_Task to carry out_. Copy exactly the run of lines that begins at the line with "box: [448, 241, 467, 271]" and ends at the final line of the entries.

Collected data entries
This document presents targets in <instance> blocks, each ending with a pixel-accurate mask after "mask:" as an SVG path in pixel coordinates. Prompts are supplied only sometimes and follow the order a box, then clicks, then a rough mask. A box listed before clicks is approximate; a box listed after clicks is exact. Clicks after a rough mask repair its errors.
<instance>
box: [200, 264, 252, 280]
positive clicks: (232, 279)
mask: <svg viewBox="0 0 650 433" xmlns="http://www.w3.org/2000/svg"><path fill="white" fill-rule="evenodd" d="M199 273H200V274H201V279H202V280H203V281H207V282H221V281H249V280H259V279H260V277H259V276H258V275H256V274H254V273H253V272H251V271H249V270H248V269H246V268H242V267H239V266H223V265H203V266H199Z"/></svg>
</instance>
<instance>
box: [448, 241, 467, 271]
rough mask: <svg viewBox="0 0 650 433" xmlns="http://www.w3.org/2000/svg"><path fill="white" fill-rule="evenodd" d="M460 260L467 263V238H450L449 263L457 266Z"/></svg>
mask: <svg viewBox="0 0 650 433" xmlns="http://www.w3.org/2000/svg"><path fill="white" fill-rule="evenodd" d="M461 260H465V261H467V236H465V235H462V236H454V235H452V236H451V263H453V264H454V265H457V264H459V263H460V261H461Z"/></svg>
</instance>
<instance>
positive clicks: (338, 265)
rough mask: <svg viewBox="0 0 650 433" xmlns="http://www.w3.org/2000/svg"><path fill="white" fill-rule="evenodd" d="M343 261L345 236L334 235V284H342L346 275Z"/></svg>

_Written solution_.
box: [448, 241, 467, 271]
rough mask: <svg viewBox="0 0 650 433" xmlns="http://www.w3.org/2000/svg"><path fill="white" fill-rule="evenodd" d="M460 260L467 263V238H450L449 263L457 266Z"/></svg>
mask: <svg viewBox="0 0 650 433" xmlns="http://www.w3.org/2000/svg"><path fill="white" fill-rule="evenodd" d="M461 260H465V261H467V236H465V235H462V236H454V235H452V236H451V263H453V264H454V265H457V264H459V263H460V261H461Z"/></svg>
</instance>
<instance>
positive clicks: (338, 265)
rough mask: <svg viewBox="0 0 650 433" xmlns="http://www.w3.org/2000/svg"><path fill="white" fill-rule="evenodd" d="M343 261L345 236L334 235V284H342L346 275Z"/></svg>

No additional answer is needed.